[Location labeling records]
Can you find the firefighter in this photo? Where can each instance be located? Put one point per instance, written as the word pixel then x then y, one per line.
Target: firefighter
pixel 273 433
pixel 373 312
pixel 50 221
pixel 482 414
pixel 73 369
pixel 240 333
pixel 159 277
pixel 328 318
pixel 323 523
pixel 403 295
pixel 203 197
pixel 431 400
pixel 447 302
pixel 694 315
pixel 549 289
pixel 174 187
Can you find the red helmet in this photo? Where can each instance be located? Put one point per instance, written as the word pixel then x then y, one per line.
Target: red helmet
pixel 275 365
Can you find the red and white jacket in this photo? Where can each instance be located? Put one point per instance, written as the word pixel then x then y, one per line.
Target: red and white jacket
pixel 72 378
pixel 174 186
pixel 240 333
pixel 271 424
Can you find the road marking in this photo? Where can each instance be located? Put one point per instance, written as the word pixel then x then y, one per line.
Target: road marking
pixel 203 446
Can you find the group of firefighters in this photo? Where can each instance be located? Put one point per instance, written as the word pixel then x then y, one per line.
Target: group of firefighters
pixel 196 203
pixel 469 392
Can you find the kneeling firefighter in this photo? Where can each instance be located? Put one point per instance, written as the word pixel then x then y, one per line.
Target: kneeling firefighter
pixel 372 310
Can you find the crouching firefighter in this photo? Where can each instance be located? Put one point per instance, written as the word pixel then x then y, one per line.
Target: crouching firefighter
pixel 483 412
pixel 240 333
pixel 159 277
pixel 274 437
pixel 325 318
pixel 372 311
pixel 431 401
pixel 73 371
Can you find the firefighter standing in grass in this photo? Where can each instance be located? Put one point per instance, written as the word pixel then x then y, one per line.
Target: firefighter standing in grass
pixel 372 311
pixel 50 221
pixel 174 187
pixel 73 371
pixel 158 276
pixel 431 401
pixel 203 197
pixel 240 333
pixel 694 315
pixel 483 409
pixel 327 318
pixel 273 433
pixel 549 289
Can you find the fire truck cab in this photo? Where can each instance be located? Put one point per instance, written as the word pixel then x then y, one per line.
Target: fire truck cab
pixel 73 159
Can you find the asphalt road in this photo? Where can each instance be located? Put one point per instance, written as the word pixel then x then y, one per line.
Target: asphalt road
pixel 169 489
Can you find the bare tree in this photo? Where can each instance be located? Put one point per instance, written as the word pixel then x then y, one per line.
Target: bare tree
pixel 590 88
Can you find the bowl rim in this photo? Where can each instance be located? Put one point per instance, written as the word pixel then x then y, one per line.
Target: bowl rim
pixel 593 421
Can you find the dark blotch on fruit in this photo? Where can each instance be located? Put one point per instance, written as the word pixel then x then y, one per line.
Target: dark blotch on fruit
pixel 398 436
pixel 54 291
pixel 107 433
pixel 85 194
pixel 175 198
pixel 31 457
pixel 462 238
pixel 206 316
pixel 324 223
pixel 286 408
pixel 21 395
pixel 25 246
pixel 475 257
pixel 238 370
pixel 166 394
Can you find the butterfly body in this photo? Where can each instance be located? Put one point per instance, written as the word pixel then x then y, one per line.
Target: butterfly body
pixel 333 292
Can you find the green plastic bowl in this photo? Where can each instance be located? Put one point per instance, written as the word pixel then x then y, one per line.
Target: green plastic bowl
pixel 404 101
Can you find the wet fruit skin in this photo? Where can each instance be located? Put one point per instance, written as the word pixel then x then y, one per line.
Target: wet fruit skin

**Brief**. Copy out the stretch of the records above from the line containing "Can you find the bowl" through the line containing "pixel 593 421", with both of those lines included.

**Correct output**.
Can you find the bowl rim in this photo? Where can each instance be located? Put one point per instance, written as the word pixel then x then y, one per line.
Target: bowl rim
pixel 593 421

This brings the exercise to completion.